• _TASK DIRECTIONS_
Arrange the lines of the items below as a numbered list, omitting blank lines, starting at the line that contains "Where can the small" and ending at the last line of the items.

[Position annotation records]

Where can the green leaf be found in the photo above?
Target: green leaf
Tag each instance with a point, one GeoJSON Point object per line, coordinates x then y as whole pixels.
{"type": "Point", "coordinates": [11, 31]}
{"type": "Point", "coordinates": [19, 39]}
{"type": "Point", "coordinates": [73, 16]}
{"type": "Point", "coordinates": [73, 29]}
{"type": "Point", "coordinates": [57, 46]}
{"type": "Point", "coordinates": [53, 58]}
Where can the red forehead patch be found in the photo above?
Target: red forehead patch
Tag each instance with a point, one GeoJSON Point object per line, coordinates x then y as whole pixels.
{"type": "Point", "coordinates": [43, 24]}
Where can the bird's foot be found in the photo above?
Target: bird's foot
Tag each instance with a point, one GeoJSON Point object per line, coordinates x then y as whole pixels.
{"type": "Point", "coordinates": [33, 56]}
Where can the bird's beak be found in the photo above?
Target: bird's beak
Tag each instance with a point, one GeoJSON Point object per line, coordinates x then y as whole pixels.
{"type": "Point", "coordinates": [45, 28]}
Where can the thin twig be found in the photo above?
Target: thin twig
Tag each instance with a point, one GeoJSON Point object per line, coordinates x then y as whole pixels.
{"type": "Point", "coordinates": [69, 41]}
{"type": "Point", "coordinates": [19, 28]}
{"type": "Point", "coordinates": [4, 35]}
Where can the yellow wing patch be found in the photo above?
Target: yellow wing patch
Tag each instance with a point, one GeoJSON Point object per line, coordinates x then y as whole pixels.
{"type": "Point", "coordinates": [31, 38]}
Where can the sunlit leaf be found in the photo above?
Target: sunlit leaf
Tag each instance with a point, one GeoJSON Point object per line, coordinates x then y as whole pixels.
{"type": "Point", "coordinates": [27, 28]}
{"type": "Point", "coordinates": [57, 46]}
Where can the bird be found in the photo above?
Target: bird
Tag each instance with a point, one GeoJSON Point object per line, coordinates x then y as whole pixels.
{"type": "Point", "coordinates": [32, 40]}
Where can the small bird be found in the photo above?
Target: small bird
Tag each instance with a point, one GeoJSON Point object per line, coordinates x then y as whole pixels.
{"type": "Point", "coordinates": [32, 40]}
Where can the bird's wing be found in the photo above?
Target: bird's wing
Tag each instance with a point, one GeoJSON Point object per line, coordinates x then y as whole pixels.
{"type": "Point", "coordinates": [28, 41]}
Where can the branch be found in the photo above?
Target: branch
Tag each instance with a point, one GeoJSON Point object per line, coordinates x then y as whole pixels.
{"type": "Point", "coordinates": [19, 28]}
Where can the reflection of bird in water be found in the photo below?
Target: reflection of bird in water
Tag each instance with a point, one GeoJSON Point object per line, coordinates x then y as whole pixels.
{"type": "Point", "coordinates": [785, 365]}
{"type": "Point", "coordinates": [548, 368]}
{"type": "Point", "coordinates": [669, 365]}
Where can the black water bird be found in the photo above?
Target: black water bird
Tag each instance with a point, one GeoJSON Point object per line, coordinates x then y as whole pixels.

• _RESPONSE BELOW_
1. Where can the small bird be found in the photo above?
2. Target: small bird
3. Tag each instance with a point, one GeoJSON Point object per line, coordinates x then y as whole pixels.
4. {"type": "Point", "coordinates": [32, 40]}
5. Where can the bird's wing be found in the photo above?
6. Target: bird's wing
7. Tag each instance with a point, one GeoJSON Point object per line, coordinates x then y as whole pixels.
8. {"type": "Point", "coordinates": [28, 41]}
9. Where can the branch be found in the photo above?
10. Target: branch
11. Tag each instance with a point, one GeoJSON Point object per line, coordinates x then y as whole pixels.
12. {"type": "Point", "coordinates": [19, 28]}
13. Where can the reflection of bird in water be found in the photo below?
14. Target: reflection of bird in water
15. Tag each instance with a point, one GeoJSON Point object per line, coordinates x then y as whole pixels.
16. {"type": "Point", "coordinates": [785, 365]}
17. {"type": "Point", "coordinates": [548, 368]}
18. {"type": "Point", "coordinates": [669, 365]}
19. Where can the black water bird be found in the photo above?
20. Target: black water bird
21. Tag each instance with a point, one GeoJSON Point object per line, coordinates x then y as whole pixels.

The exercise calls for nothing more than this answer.